▸ **SELECTED EXTRACT**
-----

May 15, 2002

A Vibrant Battler of Apartheid Keeps Her Vibrancy

By RACHEL L. SWARNS
Reuters
In May 1986, Ms. Gordimer joined children in the apartheid-era black township in Alexandra, near Johannesburg, to lay a wreath at the graves of Africans killed during their fight against racial segregation.

JOHANNESBURG, May 7 — Behind the wooden gate, past the skittering dog, inside the rambling old house, plastered on the door of Nadine Gordimer's office is an African National Congress poster that proclaims, "Freedom Now!"

The poster may raise an eyebrow. Just last year, it seemed that some black leaders of the governing African National Congress and Ms. Gordimer, the pre-eminent author and white anti-apartheid activist, had fallen out after local officials deemed one of her books racist and tried to ban it from high schools.

The officials backtracked after a furious outcry, but the poster still prompts the question: has Ms. Gordimer wavered in her longstanding support for the African National Congress?

To raise the question is to risk the wrath of Ms. Gordimer, a Nobel laureate who is slight but imposing with her silver hair and fierce eyes. "This is so distressing and so annoying," she snapped. "The A.N.C. did nothing to Nadine Gordimer."

With that, she ticked off a few things she would like the world to know.

One: This was not some tragic tale of a white supporter of the struggle being betrayed by black allies. The members of the local panel that proposed banning her book were white, not black.

Two: The nation's minister of education called her immediately to say the idea of banning the book, "July's People," was ludicrous and would never happen under an A.N.C. government.

Three: Nadine Gordimer is still a loyal member of the African National Congress, a supporter of President Thabo Mbeki and an optimist about South Africa and its future, eight years after the end of apartheid.

"People like myself, who identify with the freedom struggle, we see so many good changes that have occurred, so many true signs of freedom," Ms. Gordimer said in an interview this week. "It's certainly not the majority of whites who feel pessimistic about the future here; there are many people who feel as I do."

She continued: "The laws have changed; this is a tremendous thing in itself. A large amount of people who never had running water now have it. The same thing applies to electrification. Many people take this for granted, but black South Africans never had these things available to them during the apartheid era."

-----

▸ **GIVEN INFORMATION**
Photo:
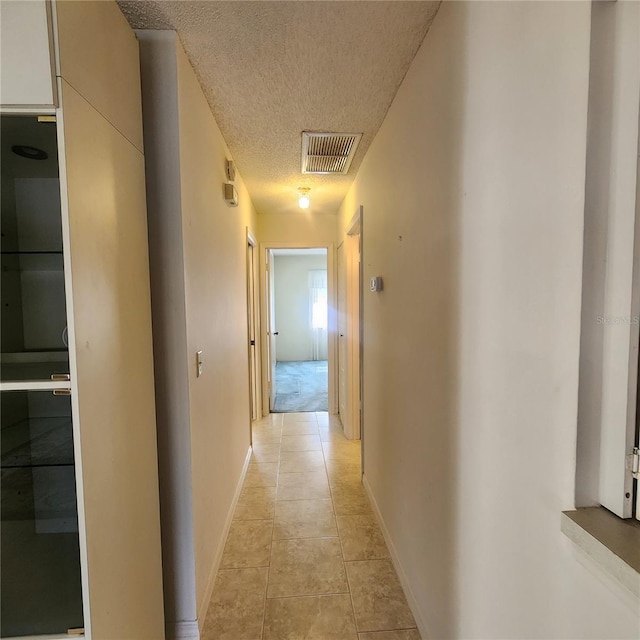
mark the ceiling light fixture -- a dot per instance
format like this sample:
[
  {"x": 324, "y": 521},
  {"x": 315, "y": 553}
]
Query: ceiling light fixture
[{"x": 303, "y": 197}]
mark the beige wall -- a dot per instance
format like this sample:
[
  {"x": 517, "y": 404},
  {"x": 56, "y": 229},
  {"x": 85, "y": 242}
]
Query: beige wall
[
  {"x": 302, "y": 227},
  {"x": 293, "y": 312},
  {"x": 198, "y": 245},
  {"x": 215, "y": 247},
  {"x": 471, "y": 351}
]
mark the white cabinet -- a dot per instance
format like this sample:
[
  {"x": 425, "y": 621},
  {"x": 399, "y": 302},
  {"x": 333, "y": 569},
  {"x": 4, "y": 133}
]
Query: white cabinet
[
  {"x": 75, "y": 272},
  {"x": 26, "y": 55}
]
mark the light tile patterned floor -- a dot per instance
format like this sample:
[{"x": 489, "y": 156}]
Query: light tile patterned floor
[{"x": 305, "y": 558}]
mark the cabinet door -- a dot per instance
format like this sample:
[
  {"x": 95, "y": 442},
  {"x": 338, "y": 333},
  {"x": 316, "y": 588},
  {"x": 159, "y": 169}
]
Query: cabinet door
[
  {"x": 108, "y": 300},
  {"x": 26, "y": 55}
]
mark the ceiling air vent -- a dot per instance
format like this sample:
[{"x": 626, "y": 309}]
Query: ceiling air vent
[{"x": 328, "y": 152}]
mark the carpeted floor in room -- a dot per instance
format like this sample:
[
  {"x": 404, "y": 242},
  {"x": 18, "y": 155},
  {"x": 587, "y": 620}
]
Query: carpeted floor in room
[{"x": 301, "y": 386}]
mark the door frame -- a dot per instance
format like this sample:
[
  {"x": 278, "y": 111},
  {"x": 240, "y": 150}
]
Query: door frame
[
  {"x": 332, "y": 319},
  {"x": 253, "y": 321}
]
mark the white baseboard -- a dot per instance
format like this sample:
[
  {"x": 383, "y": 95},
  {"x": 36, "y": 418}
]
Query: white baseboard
[
  {"x": 202, "y": 611},
  {"x": 185, "y": 630},
  {"x": 413, "y": 604}
]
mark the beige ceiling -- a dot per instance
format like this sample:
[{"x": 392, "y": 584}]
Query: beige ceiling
[{"x": 272, "y": 69}]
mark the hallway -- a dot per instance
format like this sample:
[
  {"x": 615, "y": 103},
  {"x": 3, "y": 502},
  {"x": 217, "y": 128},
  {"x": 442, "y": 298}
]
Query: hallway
[{"x": 305, "y": 559}]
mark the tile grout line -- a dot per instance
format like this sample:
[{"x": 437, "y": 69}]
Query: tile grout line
[
  {"x": 273, "y": 525},
  {"x": 344, "y": 564}
]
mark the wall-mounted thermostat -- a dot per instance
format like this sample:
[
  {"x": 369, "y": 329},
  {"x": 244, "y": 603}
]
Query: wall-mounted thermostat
[
  {"x": 199, "y": 363},
  {"x": 231, "y": 170},
  {"x": 230, "y": 194}
]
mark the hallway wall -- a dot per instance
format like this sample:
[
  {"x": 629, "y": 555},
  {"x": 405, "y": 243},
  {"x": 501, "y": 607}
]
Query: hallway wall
[
  {"x": 302, "y": 227},
  {"x": 471, "y": 350},
  {"x": 199, "y": 296}
]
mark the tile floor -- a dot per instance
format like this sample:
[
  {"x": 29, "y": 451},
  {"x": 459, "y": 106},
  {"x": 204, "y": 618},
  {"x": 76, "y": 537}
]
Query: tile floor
[{"x": 305, "y": 559}]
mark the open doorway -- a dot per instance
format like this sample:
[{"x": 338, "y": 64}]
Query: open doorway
[{"x": 299, "y": 330}]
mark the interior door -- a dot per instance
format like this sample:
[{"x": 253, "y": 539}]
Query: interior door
[
  {"x": 342, "y": 337},
  {"x": 251, "y": 319},
  {"x": 271, "y": 328}
]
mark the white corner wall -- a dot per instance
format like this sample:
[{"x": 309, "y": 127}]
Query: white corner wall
[
  {"x": 198, "y": 247},
  {"x": 471, "y": 350},
  {"x": 292, "y": 306},
  {"x": 315, "y": 229}
]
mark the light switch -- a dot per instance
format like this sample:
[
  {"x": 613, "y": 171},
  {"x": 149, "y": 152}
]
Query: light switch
[{"x": 199, "y": 362}]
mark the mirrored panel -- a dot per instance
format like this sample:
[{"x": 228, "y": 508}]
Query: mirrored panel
[
  {"x": 33, "y": 332},
  {"x": 40, "y": 586}
]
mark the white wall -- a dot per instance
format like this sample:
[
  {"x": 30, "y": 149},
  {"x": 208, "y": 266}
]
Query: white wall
[
  {"x": 198, "y": 248},
  {"x": 303, "y": 227},
  {"x": 293, "y": 311},
  {"x": 471, "y": 351}
]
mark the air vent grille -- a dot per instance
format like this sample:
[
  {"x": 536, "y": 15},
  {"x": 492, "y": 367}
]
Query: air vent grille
[{"x": 328, "y": 152}]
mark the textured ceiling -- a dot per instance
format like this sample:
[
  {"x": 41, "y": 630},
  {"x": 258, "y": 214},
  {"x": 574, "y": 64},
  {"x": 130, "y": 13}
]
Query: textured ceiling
[{"x": 271, "y": 70}]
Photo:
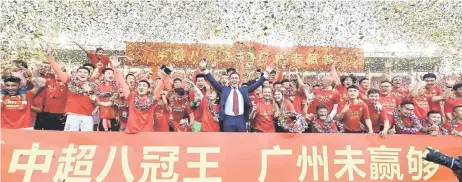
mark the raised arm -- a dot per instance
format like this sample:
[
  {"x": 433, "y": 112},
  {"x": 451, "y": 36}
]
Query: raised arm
[
  {"x": 120, "y": 78},
  {"x": 197, "y": 92},
  {"x": 333, "y": 73},
  {"x": 81, "y": 47},
  {"x": 214, "y": 82},
  {"x": 262, "y": 79},
  {"x": 64, "y": 77},
  {"x": 40, "y": 84}
]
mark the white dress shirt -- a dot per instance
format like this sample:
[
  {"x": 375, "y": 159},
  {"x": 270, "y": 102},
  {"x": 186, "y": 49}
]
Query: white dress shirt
[{"x": 229, "y": 103}]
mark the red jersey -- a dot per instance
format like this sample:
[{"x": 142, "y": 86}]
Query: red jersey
[
  {"x": 389, "y": 103},
  {"x": 55, "y": 99},
  {"x": 38, "y": 102},
  {"x": 139, "y": 120},
  {"x": 298, "y": 101},
  {"x": 451, "y": 103},
  {"x": 352, "y": 118},
  {"x": 122, "y": 111},
  {"x": 179, "y": 111},
  {"x": 363, "y": 94},
  {"x": 377, "y": 117},
  {"x": 95, "y": 60},
  {"x": 78, "y": 103},
  {"x": 105, "y": 94},
  {"x": 450, "y": 126},
  {"x": 321, "y": 124},
  {"x": 264, "y": 117},
  {"x": 402, "y": 94},
  {"x": 254, "y": 97},
  {"x": 406, "y": 123},
  {"x": 421, "y": 106},
  {"x": 326, "y": 97},
  {"x": 431, "y": 92},
  {"x": 14, "y": 118},
  {"x": 161, "y": 115},
  {"x": 343, "y": 92},
  {"x": 209, "y": 120}
]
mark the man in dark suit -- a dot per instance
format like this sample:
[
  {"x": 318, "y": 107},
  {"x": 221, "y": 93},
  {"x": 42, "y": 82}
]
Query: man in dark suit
[{"x": 235, "y": 104}]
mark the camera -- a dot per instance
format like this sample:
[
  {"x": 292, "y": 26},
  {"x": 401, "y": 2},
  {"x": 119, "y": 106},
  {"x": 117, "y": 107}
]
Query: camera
[{"x": 450, "y": 162}]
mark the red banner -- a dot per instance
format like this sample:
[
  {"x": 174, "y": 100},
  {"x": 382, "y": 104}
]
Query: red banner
[
  {"x": 255, "y": 54},
  {"x": 42, "y": 156}
]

-----

▸ **WHAT THE TASK REQUIRES**
Pick up the Nadine Gordimer profile after its final paragraph and write the next several paragraphs.

▸ **TASK RESULT**
At a time when many whites grumble openly about their anxieties under black rule, Ms. Gordimer offers a striking counterpoint. In her sprawling house, with its crowded bookshelves, she is still celebrating South Africa's hard-fought freedom, even as she acknowledges the difficulties and challenges ahead.

Some whites roll their eyes at her talk. They dismiss her as a hopeless romantic, an idealist who has closed her ears to the everyday concerns of whites, who make up about 13 percent of the population.

Ms. Gordimer, who at 78 seems tough as nails, says she is no dreamer. She has watched the giddy euphoria fade in the years since Nelson Mandela was elected the first black president in 1994. She hears the complaints from prominent white politicians about crime and affirmative action. She has her own worries about unemployment, AIDS and corruption.

But it should not be forgotten, she emphasizes, that blacks and whites are now treated equally under the law, or that the A.N.C. government brought houses to more than a million poor blacks for the first time.

"I'm a realistic optimist," said Ms. Gordimer, who spoke to a reporter in a series of interviews, once at her home several months ago and then again this week. "I know how huge the problems are. I know the big mistakes that have been made. But the problems are being tackled. They cannot be solved in seven or eight years. What is seven years?"

Ms. Gordiner is one of South Africa's literary giants. She chronicled the injustices of apartheid in novels and short stories along with other white artists, including the playwright Athol Fugard and the novelist J. M. Coetzee.

The white government banned several of her books, but she won the Nobel Prize in Literature in 1991 and she is still writing, still exploring this changing world.

On cold winter afternoons, she climbs the stairs to her attic office, where the sun streams through the windows. An Olivetti typewriter sits on her desk along with a copy of the Shorter Oxford English Dictionary and a bottle of Wite-Out correction fluid that has toppled over.

Her most recent novel, "The Pick-Up," explores the relationship between a wealthy white South African woman and a working-class Arab immigrant. Ms. Gordimer does not like to talk about her works in progress, but she enjoys describing the changes around her.

She pours a cup of hot tea, sinks into her chair and marvels at South Africa, post-apartheid. There are poor blacks becoming first-time homeowners. White and black teenagers teetering on platform shoes at the malls. Whites learning to work for black bosses. Multiracial professionals becoming neighbors in some prosperous suburbs.

But Ms. Gordimer quickly bristles at questions she considers irrelevant. Do not, for instance, ask about how white liberals are feeling these days. ("I happen to be white, but I'm not a liberal, my dear," she said sharply. "I'm a leftist.")

In fact, she has grown quite weary of all the questions she gets from Americans and Europeans who worry about the plight of whites in the new South Africa.

"It is a stock question that I'm asked whenever I travel: `What is happening to whites?' " Ms. Gordimer said. "Whites in Europe and America, they identify very strongly with whites in a minority situation and they project their own fears onto our situation.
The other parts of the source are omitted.